- **What is being asked**:
Repeat the entries below exactly, missing none.

:: Data provided ::

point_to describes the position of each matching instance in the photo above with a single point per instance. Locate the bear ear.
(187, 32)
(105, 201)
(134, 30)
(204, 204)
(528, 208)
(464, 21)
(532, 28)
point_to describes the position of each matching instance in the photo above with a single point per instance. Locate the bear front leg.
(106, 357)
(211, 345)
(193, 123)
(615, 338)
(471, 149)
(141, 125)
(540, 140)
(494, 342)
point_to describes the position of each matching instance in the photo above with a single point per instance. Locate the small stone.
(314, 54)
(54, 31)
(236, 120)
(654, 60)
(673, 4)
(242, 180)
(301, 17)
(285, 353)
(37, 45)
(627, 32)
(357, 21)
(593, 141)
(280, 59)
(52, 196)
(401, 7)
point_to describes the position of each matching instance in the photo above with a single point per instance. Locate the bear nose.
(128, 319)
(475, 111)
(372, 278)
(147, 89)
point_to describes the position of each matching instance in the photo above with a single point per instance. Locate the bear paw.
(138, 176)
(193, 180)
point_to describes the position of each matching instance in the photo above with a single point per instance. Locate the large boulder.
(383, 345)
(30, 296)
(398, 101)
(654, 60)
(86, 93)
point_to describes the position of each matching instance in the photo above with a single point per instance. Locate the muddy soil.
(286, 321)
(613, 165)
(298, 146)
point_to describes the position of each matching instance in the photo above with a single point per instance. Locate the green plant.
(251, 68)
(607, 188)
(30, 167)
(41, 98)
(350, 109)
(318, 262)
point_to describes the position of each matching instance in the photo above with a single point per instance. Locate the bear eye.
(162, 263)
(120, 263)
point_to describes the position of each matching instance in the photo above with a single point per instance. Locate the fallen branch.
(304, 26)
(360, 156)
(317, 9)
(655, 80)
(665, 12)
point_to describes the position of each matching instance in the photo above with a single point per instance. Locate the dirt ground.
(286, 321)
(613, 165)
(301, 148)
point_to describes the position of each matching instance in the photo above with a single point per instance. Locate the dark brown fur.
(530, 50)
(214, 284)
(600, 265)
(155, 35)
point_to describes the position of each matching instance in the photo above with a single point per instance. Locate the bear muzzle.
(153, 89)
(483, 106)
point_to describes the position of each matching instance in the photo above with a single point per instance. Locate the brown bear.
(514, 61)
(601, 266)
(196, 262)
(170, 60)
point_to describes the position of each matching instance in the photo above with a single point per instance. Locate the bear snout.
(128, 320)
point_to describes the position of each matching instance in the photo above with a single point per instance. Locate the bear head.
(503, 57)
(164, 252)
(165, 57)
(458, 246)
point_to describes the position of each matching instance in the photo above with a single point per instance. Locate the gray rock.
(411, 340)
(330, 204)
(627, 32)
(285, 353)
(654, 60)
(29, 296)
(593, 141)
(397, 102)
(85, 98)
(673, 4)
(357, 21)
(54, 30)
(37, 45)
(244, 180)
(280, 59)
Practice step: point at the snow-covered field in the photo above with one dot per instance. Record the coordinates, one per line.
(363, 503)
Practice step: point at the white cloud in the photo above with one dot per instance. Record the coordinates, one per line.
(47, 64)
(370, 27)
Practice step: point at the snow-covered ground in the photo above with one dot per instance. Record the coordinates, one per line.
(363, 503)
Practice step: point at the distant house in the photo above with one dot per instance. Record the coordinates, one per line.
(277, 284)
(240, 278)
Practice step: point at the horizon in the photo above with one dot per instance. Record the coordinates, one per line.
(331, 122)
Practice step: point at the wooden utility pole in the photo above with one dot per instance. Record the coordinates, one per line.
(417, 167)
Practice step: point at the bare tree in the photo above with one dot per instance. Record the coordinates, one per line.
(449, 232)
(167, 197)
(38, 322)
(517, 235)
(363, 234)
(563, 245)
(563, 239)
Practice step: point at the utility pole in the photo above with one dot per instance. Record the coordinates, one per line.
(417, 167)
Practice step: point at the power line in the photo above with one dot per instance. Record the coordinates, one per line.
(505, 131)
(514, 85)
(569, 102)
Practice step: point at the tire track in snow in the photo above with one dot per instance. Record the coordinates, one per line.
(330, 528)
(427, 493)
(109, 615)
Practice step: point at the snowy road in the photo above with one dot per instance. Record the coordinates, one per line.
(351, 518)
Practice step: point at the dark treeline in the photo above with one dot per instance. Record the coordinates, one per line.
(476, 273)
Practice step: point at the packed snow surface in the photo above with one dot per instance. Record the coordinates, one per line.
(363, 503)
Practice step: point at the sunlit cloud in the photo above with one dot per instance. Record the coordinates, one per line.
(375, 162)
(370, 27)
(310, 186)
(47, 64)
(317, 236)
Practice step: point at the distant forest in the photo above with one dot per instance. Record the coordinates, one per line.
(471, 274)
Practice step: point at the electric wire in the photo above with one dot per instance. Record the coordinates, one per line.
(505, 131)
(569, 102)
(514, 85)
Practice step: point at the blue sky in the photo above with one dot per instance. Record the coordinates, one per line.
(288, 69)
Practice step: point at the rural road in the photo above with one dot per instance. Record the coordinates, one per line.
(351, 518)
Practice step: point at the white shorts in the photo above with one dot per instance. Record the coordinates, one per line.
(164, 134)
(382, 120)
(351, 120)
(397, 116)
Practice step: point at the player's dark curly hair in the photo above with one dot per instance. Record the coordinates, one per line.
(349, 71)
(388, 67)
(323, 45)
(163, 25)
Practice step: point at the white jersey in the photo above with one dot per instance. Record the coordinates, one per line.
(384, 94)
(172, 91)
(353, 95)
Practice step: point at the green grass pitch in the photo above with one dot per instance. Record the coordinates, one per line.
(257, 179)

:::

- **Result of the task**:
point_to describes the position of each matching instance in the photo above with a single point per instance. Locate the bear ear.
(187, 32)
(105, 201)
(134, 30)
(204, 204)
(528, 208)
(464, 21)
(532, 28)
point_to describes the position of each matching instance in the photo above with a single point per instance. Locate the bear front leg.
(106, 357)
(211, 345)
(193, 123)
(615, 338)
(471, 149)
(141, 125)
(540, 140)
(494, 342)
point_to describes the position of each matching instance in the photo above with a single point per instance. Locate the small stone.
(314, 54)
(54, 31)
(236, 120)
(654, 60)
(673, 4)
(242, 180)
(301, 17)
(285, 353)
(37, 45)
(627, 32)
(357, 21)
(593, 141)
(280, 59)
(52, 196)
(401, 7)
point_to describes the position of each matching instance in the photo above with a single point per instance. Locate the bear nose.
(128, 319)
(475, 111)
(372, 278)
(147, 89)
point_to describes the position of each matching instance in the photo above with a single point per instance. Locate the bear paw.
(138, 176)
(193, 180)
point_to describes the position of each matching instance in the photo above with a single point per instance. Locate the large boulder.
(383, 345)
(30, 296)
(398, 101)
(654, 60)
(86, 93)
point_to describes the position of each matching instance in the photo above with a single point per instance. Locate the muddy soil.
(286, 321)
(613, 165)
(298, 146)
point_to describes the position of each matching instance in the photo above with a single point per instance. Locate the green plant.
(251, 68)
(607, 188)
(30, 167)
(41, 98)
(350, 109)
(318, 262)
point_to describes the position of each matching instance in the photo above with a single point per instance. Locate the bear eye.
(162, 263)
(120, 263)
point_to describes the position of each matching instance in the photo above with a single point per instance. Locate the fallen branch.
(304, 26)
(360, 156)
(317, 9)
(655, 80)
(665, 12)
point_to describes the position of each matching instance in the photo above with a single point per instance. Locate the dirt ground.
(286, 321)
(613, 165)
(301, 148)
point_to describes the position of each matching instance in the photo above with a single point per instance. Locate the dark brown fur.
(530, 50)
(214, 284)
(600, 265)
(155, 35)
point_to describes the position of each matching instance in the photo above with a single point per instance. Locate the bear muzzle.
(153, 89)
(483, 106)
point_to describes the position of each matching instance in the photo above with a single point per instance. Locate the brown bear.
(514, 61)
(601, 266)
(196, 262)
(170, 60)
point_to describes the position of each matching instance in the photo above with a single point per instance. Locate the bear snout.
(128, 320)
point_to describes the position of each matching instance in the photo above with a single point per instance. Locate the bear head.
(503, 57)
(164, 252)
(165, 57)
(458, 246)
point_to describes the position of each matching instance in the photo above with a single point per instance. Locate the gray rock.
(411, 340)
(330, 204)
(627, 32)
(285, 353)
(654, 60)
(29, 296)
(593, 141)
(397, 102)
(85, 98)
(673, 4)
(357, 21)
(54, 30)
(37, 45)
(244, 180)
(280, 59)
Practice step: point at the snow-covered field in the photo above with one dot per instance. Record the coordinates, one per line.
(363, 503)
Practice step: point at the white cloud in the photo above with one dot per instance. Record the coordinates, one per line.
(47, 64)
(370, 27)
Practice step: point at the snow-covered ground in the photo above with one dot per instance. Record the coordinates, one per line.
(363, 503)
Practice step: point at the distant house in the photo above with one dot per instance. Record the coordinates, one per line.
(277, 284)
(240, 278)
Practice step: point at the horizon in the photo above with one dot per instance. Record the coordinates, one per line.
(331, 122)
Practice step: point at the wooden utility pole in the photo above with one dot per instance. Record the coordinates, one per line.
(417, 167)
Practice step: point at the bare tree in the photo above with one dot per instance. Record the coordinates, one per line.
(449, 232)
(167, 197)
(38, 322)
(517, 235)
(363, 234)
(563, 245)
(563, 239)
Practice step: point at the utility pole in the photo above with one dot per instance. Record the coordinates, one per line.
(417, 167)
Practice step: point at the power line in the photo above with one dot per instance. Record the coordinates, one per line.
(505, 131)
(514, 85)
(569, 102)
Practice step: point at the tire track in snow in the photo above with one dot per instance. Record the coordinates, one per line.
(330, 528)
(427, 493)
(109, 615)
Practice step: point at the snowy road in the photo above with one dot per instance. Record the coordinates, one per line.
(351, 518)
Practice step: point at the dark treeline in the photo above with one dot per instance. Record the coordinates, one per line.
(476, 273)
Practice step: point at the packed snow surface in the photo above with one dot per instance. Record the coordinates, one per line.
(363, 503)
Practice step: point at the sunlit cloud in the photo above with one dot per instance. Record the coordinates, one per line.
(375, 162)
(370, 27)
(310, 186)
(47, 64)
(317, 236)
Practice step: point at the distant forest in the photo above with one dot per instance. Record the coordinates, one per line.
(471, 274)
Practice step: point at the electric wire in the photo above with one dot per instance. Record the coordinates, one per line.
(505, 131)
(569, 102)
(514, 85)
Practice step: point at the blue sky in the photo above with one dot per instance. Record the coordinates, one per line.
(288, 69)
Practice step: point at the rural road in the photo above with one dot per instance. Record the coordinates, one per line.
(351, 518)
Practice step: point at the white shorts in the photo above with one dot per instance. Record the coordinates, one per line.
(164, 134)
(382, 120)
(351, 120)
(397, 116)
Practice step: point at the player's dark curly hair in the photo above with one dot per instance. Record the coordinates, one per line.
(349, 71)
(388, 67)
(323, 45)
(163, 25)
Practice step: point at the white jersey in the photo above with one dot per instance. Record the coordinates, one per line.
(384, 94)
(172, 91)
(353, 95)
Practice step: point at the green grass pitch in the photo above with one dot per instance. Record the coordinates, one per line.
(257, 179)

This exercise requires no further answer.